# Selected excerpt
☆ ☆ ☆ ☆
Scientists discover link between ALS genes

The enzyme Gemin3 was identified as the molecular 'bridge' between genes whose mutation or disruption causes amyotrophic lateral sclerosis (ALS), according to a new study in Nature's Scientific Reports from scientists at the University of Malta.

ALS robs patients of their ability to walk, eat or breathe. The late-onset neurodegenerative disease destroys motor neurons, the long nerve cells in the brain and spinal cord that tell the muscles what to do. Signals from these nerves gradually stop reaching the muscles, which weaken and die. There is no cure for ALS, and, eventually, the disease is fatal.

Genetics contributes significantly to the development of ALS. Mutations in any of an ever-increasing list of genes have been identified to cause ALS with TDP-43, FUS and SOD1 featuring at the top considering that together they are responsible for a large percentage of ALS cases with a family history.

"We have been perplexed by the seemingly diverse functions of genes linked to ALS. The lack of commonality complicates the process for developing treatments that are broadly beneficial," said the study's lead researcher Dr. Ruben J. Cauchi, Ph.D., a senior lecturer at the University of Malta's Faculty of Medicine & Surgery and principal investigator at the University of Malta's Centre for Molecular Medicine and Biobanking.
☆ ☆ ☆ ☆
Dataset entries:
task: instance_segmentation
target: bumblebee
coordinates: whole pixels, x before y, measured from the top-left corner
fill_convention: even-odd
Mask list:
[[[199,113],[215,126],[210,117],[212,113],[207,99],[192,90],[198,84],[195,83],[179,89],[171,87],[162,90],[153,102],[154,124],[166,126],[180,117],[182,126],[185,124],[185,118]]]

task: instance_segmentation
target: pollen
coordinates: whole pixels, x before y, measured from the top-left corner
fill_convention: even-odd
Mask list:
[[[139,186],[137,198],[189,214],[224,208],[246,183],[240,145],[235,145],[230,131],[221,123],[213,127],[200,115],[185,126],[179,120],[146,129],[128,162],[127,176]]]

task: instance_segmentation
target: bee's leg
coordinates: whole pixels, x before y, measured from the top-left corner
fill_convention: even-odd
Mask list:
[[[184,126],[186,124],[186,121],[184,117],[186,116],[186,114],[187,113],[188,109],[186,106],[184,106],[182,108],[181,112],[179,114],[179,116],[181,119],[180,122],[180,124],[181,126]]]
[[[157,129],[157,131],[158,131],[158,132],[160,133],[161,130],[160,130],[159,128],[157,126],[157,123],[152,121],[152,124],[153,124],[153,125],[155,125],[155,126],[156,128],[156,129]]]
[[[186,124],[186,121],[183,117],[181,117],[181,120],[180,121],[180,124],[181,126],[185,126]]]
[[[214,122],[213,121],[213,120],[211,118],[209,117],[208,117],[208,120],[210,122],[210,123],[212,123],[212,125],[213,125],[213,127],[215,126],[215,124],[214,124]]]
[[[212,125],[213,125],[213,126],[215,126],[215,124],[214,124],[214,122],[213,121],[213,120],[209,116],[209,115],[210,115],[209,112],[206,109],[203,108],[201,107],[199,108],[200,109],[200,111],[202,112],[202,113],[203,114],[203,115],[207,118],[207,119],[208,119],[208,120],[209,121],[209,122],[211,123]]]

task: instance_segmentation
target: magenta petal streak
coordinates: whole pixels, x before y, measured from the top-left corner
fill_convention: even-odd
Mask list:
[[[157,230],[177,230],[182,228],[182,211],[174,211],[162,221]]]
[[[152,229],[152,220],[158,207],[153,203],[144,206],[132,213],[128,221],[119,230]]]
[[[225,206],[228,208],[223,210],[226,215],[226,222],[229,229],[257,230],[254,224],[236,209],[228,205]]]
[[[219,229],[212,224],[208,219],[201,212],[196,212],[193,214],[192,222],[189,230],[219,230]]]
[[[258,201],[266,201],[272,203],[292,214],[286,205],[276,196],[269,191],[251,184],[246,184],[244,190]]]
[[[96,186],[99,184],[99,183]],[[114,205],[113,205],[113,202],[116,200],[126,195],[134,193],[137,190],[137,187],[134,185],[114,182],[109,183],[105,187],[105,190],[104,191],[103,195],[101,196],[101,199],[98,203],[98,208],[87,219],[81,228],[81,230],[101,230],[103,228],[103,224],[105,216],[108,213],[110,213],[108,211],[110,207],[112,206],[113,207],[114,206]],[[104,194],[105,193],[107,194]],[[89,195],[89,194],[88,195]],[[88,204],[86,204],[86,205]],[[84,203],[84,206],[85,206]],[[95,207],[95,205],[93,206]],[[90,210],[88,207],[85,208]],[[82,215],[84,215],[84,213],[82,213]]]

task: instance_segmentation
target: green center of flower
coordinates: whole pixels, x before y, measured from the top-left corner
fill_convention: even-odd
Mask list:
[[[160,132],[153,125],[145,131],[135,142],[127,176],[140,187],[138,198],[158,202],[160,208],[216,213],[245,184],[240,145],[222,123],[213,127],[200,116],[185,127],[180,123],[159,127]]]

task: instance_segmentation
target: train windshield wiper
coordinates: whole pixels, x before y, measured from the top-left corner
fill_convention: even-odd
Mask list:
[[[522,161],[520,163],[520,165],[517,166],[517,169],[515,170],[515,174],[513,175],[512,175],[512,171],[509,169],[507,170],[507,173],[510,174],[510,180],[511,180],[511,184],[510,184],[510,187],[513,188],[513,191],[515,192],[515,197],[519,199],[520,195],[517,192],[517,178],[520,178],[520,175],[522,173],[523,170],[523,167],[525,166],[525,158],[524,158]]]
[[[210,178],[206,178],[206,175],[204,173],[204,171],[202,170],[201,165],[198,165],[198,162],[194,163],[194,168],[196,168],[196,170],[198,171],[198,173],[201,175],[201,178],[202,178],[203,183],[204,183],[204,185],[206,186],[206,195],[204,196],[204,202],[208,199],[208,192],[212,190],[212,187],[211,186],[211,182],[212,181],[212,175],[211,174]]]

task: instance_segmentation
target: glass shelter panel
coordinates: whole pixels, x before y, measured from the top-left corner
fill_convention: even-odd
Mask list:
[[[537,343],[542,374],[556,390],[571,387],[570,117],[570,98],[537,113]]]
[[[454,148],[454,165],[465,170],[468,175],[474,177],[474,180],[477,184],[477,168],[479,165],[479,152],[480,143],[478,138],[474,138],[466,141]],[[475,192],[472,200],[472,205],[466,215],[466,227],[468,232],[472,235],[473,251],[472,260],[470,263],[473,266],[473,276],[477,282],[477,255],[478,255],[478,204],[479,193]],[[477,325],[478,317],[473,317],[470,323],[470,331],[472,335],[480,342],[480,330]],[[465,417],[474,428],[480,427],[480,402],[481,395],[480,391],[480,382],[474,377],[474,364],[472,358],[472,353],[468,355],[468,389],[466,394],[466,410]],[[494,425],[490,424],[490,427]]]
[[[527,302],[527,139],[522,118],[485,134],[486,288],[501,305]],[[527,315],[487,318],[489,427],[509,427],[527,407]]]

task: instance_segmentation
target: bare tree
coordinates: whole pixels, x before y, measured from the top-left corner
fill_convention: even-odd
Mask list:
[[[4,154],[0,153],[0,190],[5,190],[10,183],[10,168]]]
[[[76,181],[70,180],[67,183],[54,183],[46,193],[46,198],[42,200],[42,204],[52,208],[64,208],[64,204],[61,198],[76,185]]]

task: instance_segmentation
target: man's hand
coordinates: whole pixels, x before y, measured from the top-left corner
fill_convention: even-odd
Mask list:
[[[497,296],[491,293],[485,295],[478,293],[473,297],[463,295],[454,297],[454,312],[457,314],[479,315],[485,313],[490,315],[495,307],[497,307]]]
☆ ☆ ☆ ☆
Reproduce the article on ALS genes word for word, everything from "ALS robs patients" down to "a family history.". These entries are independent material and have no connection to the article on ALS genes.

# Solution below
ALS robs patients of their ability to walk, eat or breathe. The late-onset neurodegenerative disease destroys motor neurons, the long nerve cells in the brain and spinal cord that tell the muscles what to do. Signals from these nerves gradually stop reaching the muscles, which weaken and die. There is no cure for ALS, and, eventually, the disease is fatal.

Genetics contributes significantly to the development of ALS. Mutations in any of an ever-increasing list of genes have been identified to cause ALS with TDP-43, FUS and SOD1 featuring at the top considering that together they are responsible for a large percentage of ALS cases with a family history.